INSTRUCTIONS TO FOLLOW: Scale the rows below from the line containing "the snow-covered slope" through the end of the rows, writing every line out again with the requests unchanged. Multiply each x and y coordinate in the answers by 2.05 and round it to a whole number, with halves rounded up.

PROVIDED RECORDS:
# # # #

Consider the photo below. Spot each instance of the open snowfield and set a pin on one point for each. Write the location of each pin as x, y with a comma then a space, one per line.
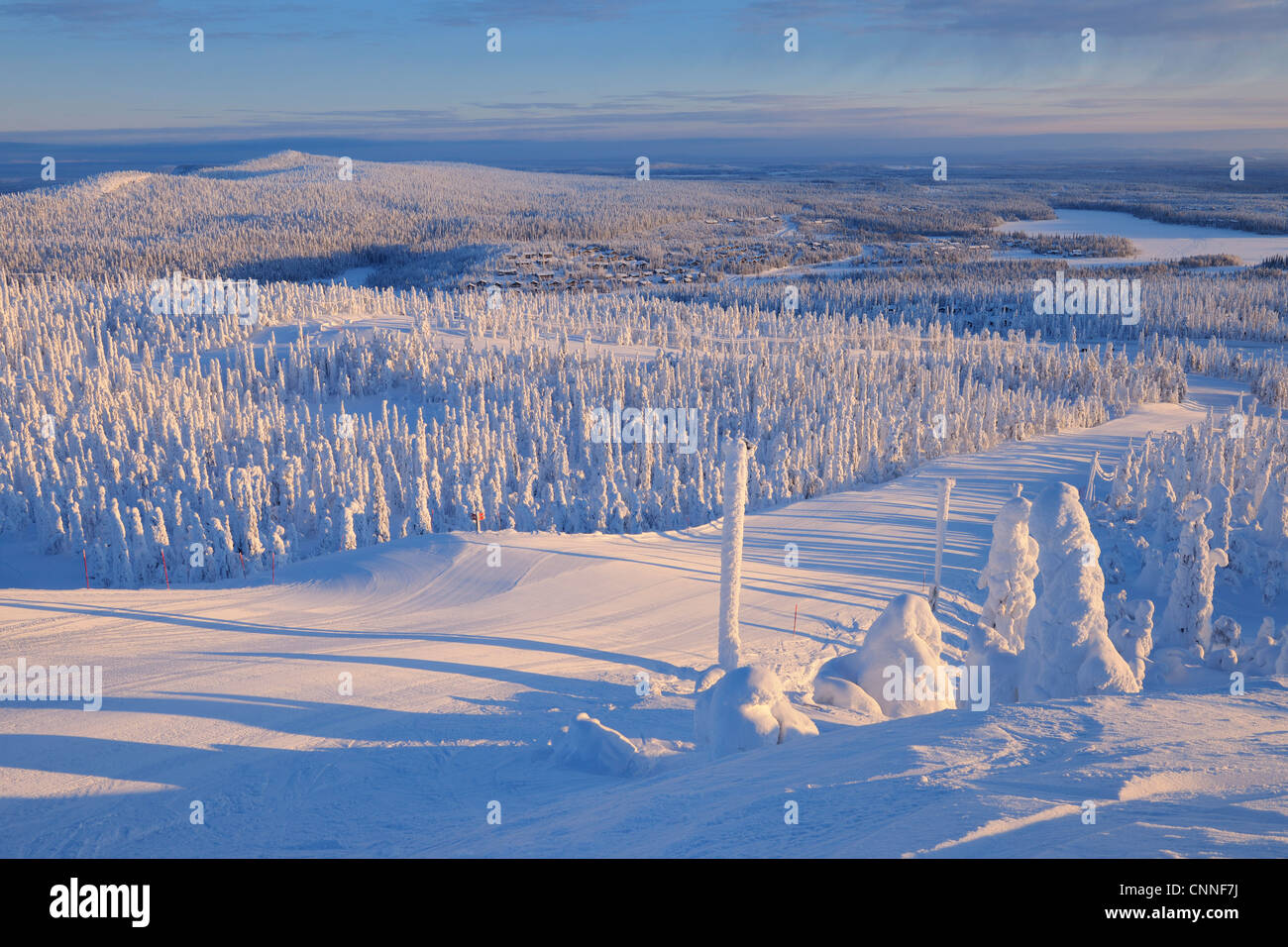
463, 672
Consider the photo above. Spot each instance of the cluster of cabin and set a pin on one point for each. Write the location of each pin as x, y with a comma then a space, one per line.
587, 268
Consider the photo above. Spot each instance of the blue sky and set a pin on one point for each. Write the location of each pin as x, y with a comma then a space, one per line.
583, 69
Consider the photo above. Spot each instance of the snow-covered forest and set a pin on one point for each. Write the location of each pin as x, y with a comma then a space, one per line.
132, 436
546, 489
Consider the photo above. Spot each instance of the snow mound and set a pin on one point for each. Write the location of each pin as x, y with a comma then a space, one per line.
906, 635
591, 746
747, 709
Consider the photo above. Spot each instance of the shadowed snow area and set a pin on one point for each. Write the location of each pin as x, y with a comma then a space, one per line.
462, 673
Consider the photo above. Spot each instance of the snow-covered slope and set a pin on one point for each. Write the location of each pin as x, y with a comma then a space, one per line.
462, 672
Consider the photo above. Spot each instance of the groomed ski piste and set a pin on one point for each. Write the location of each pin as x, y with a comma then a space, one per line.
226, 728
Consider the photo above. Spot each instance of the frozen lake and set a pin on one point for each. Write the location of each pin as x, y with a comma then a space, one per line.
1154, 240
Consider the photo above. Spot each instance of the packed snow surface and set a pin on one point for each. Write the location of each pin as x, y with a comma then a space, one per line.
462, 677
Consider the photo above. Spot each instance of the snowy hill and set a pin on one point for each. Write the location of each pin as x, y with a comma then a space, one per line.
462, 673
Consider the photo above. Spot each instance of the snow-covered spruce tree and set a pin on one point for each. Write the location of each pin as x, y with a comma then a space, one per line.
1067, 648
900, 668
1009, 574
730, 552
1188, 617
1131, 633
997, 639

# # # #

RESULT OF THE EXERCISE:
Consider the photo above. Spot each instance of the snow-covered slope and set a pin on one point for each. Write the location of each pin as x, y with a comma then a space, one per line.
947, 1378
Consider the photo above. Spot each instance of the groomed ski piste and set a pin on one point for each. Write the location of each pin as x, y with a comma then a space, one per line.
463, 1492
Consider the photo above. Spot each instance of the frozen lake and set a pin on one point for each. Write the location of each pin as x, y with a comma then a space, one per line.
2366, 492
Consider the photo above. Spot each instance of the packed snow surface and set a pin on one point for each. Write the location of each pin as x, y with a comma then a space, one per line.
947, 1388
Consider the photo above. Spot each instance of the snowy hill and set a pin on one point for each. Write the location of each pin as x, y with a comma then a space, one per line.
947, 1380
Consider the photo above. Spot each instance of the snow-covered spruce tree and set a pin on one point for each. Write the location of each pin as x, y with a comma then a space, one per line.
2187, 1328
1845, 1369
2068, 1177
1497, 1132
2435, 1265
2319, 1298
2044, 1310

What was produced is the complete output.